REQUIRED TASK:
Rewrite the material below with "one marker" changed to "a single marker" wherever it occurs, keeping everything else the same.

Location labeling records:
'''

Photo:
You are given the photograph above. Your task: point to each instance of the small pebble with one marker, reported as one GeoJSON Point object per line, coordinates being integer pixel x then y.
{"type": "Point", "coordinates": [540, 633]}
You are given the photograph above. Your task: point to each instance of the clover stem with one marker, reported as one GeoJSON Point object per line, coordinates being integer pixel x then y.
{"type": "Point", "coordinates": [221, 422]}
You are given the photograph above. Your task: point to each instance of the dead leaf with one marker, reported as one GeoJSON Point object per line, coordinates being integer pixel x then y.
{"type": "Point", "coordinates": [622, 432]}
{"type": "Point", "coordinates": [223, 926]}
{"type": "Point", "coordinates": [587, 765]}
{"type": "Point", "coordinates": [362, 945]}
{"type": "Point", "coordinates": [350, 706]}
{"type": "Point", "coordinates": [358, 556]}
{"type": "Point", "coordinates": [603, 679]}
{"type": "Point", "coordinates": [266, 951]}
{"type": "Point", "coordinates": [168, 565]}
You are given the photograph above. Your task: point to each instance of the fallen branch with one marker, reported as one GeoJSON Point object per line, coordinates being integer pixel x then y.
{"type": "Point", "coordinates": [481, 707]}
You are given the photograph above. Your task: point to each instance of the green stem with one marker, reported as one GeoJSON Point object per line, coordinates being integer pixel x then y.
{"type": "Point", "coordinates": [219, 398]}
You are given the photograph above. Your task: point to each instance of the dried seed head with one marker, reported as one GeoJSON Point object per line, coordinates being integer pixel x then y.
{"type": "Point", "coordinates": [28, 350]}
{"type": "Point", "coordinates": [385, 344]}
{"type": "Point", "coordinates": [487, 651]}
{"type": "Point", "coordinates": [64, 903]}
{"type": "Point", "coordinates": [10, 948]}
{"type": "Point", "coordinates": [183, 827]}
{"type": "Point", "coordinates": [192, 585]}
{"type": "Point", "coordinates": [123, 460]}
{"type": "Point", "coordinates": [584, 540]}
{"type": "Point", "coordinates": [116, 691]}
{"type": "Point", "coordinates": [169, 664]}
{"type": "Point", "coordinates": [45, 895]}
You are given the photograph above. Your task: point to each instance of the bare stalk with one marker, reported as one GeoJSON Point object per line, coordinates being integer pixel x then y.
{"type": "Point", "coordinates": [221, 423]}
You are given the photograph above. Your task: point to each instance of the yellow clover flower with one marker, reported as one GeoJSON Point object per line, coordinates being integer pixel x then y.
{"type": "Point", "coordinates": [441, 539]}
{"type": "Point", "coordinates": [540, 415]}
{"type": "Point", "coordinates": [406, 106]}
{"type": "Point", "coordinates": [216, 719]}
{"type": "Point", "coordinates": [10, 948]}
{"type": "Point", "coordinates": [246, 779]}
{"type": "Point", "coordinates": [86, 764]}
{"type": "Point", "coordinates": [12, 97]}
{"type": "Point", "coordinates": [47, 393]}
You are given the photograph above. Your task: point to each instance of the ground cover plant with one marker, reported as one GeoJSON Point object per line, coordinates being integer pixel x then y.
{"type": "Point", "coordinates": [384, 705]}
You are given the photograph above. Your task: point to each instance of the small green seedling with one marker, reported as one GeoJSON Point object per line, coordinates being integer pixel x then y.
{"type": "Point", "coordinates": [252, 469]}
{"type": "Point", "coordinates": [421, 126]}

'''

EXERCISE OUTPUT:
Photo:
You are given the photograph above. Your task: point to each instance of the small pebble with a single marker, reported as one GeoJSON Point object per line, coordinates being integer pixel x then y.
{"type": "Point", "coordinates": [540, 633]}
You are given the photograph above. Your task: point to each instance of the clover stem with a single marker, reported as one GeoJSON Point object per line, coordinates being integer pixel x then y.
{"type": "Point", "coordinates": [221, 422]}
You are given the photograph above. Your task: point to each instance of the dead leaf with a single marker, reported as one GeoJSON Point object per line, coordinates being integer pixel x then y.
{"type": "Point", "coordinates": [622, 432]}
{"type": "Point", "coordinates": [223, 926]}
{"type": "Point", "coordinates": [587, 765]}
{"type": "Point", "coordinates": [362, 945]}
{"type": "Point", "coordinates": [350, 706]}
{"type": "Point", "coordinates": [358, 556]}
{"type": "Point", "coordinates": [603, 679]}
{"type": "Point", "coordinates": [266, 951]}
{"type": "Point", "coordinates": [168, 565]}
You are given the photograph above. Your task: point to each instance of the fallen branch with a single marker, reported as one GeoJSON Point object per line, coordinates being integer pixel x then y.
{"type": "Point", "coordinates": [481, 707]}
You are given the photograph above. Your task: point to each instance of the green stem with a single marker, reported as one GeoJSON Point object per line, coordinates being integer pixel x then y.
{"type": "Point", "coordinates": [219, 398]}
You are given the photograph above. Your task: point to each instance of the dried seed head with a single marker, reported as one GeoJSON Point object per line, coordinates being integer pixel x then y.
{"type": "Point", "coordinates": [28, 350]}
{"type": "Point", "coordinates": [385, 344]}
{"type": "Point", "coordinates": [487, 651]}
{"type": "Point", "coordinates": [64, 903]}
{"type": "Point", "coordinates": [10, 948]}
{"type": "Point", "coordinates": [183, 827]}
{"type": "Point", "coordinates": [192, 585]}
{"type": "Point", "coordinates": [123, 460]}
{"type": "Point", "coordinates": [584, 540]}
{"type": "Point", "coordinates": [116, 691]}
{"type": "Point", "coordinates": [169, 664]}
{"type": "Point", "coordinates": [45, 895]}
You are given the photograph above. Your task: point to each instance of the bare stalk with a single marker, reported as one GeoJSON Point object per line, coordinates being integer pixel x then y.
{"type": "Point", "coordinates": [221, 423]}
You are given the photograph above. Your task: point to each instance of the yellow clover flower with a single marker, reported as one GeoJSON Point object per line, coordinates being integer pixel x then y.
{"type": "Point", "coordinates": [441, 539]}
{"type": "Point", "coordinates": [540, 415]}
{"type": "Point", "coordinates": [406, 106]}
{"type": "Point", "coordinates": [216, 719]}
{"type": "Point", "coordinates": [10, 948]}
{"type": "Point", "coordinates": [246, 779]}
{"type": "Point", "coordinates": [86, 764]}
{"type": "Point", "coordinates": [12, 97]}
{"type": "Point", "coordinates": [47, 393]}
You are given the photograph above. Your task: point to each instance of the ground cover plant with a single marker, reported as one GeoJSON Point object per line, coordinates being integer pixel x then y.
{"type": "Point", "coordinates": [384, 705]}
You are given the photograph above. Your task: point to each instance of the small green seedling with a single marker, reported as one GeoJSON Point object per line, coordinates being integer pixel x then y.
{"type": "Point", "coordinates": [252, 469]}
{"type": "Point", "coordinates": [421, 126]}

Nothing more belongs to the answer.